**Problem to solve:**
Copy exactly. Begin with the line that contains "Target: woman's other hand" and stop after the last line of the records.

[Information given]

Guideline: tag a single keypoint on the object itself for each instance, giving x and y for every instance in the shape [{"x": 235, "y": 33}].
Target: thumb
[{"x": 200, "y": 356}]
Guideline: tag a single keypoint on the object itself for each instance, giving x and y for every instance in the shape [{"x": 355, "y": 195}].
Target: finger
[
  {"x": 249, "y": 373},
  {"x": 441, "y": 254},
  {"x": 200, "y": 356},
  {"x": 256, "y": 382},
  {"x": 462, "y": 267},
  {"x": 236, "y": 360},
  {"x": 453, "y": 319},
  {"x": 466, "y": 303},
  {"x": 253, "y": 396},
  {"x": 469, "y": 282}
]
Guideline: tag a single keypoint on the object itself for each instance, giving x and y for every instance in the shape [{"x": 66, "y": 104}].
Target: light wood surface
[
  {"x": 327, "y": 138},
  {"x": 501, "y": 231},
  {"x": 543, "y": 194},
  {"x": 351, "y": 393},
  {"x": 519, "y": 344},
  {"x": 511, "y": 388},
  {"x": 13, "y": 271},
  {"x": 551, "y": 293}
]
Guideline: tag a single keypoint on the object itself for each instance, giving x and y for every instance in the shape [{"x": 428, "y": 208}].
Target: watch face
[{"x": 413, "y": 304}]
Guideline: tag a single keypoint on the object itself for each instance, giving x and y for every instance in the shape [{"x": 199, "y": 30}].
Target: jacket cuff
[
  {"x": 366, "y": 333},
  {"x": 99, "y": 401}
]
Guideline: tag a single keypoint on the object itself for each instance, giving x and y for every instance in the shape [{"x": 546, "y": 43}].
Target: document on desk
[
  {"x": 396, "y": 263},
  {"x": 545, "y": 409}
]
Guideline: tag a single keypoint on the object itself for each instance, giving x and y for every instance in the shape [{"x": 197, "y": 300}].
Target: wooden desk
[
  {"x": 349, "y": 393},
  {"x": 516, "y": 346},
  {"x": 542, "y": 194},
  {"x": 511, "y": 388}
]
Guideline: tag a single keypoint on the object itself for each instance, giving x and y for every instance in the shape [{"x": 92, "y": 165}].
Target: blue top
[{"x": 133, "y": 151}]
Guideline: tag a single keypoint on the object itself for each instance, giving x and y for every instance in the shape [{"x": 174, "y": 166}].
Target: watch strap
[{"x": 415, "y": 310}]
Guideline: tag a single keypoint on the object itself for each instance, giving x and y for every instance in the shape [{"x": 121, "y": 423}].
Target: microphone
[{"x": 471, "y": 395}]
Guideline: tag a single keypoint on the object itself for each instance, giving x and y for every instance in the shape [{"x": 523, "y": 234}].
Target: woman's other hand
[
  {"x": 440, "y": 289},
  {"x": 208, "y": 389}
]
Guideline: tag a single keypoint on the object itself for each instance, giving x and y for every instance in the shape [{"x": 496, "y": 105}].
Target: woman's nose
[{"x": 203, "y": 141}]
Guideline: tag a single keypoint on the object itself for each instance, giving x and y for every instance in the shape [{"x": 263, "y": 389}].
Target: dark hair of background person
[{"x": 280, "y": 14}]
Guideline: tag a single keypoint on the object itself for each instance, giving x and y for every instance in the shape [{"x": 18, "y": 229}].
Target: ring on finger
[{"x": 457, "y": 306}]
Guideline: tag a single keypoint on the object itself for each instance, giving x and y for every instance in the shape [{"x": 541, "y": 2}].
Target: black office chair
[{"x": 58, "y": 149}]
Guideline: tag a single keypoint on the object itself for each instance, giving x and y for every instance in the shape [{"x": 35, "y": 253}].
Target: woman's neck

[/Information given]

**Answer:**
Target: woman's other hand
[
  {"x": 440, "y": 289},
  {"x": 208, "y": 389}
]
Guideline: tag a single keypoint on the object itself for each instance, giving x and y for every instance in the shape [{"x": 496, "y": 105}].
Target: woman's nose
[{"x": 203, "y": 141}]
Guideline: tag a single keypoint on the object itself for each instance, giving x and y for every instance in the shape [{"x": 263, "y": 389}].
Target: dark hair of background person
[{"x": 280, "y": 14}]
Guideline: tag a single keypoint on the object itself for each instance, giving x and y for every instance in the shape [{"x": 18, "y": 229}].
Target: ring on finger
[{"x": 457, "y": 306}]
Guideline: tag a single keypoint on the object itself for each instance, giving x and y for every instance in the shape [{"x": 541, "y": 2}].
Target: black office chair
[{"x": 58, "y": 149}]
Guideline: tag a single keypoint on the object itself for each instance, giving x and y for every instance in the shape [{"x": 35, "y": 253}].
Target: woman's neck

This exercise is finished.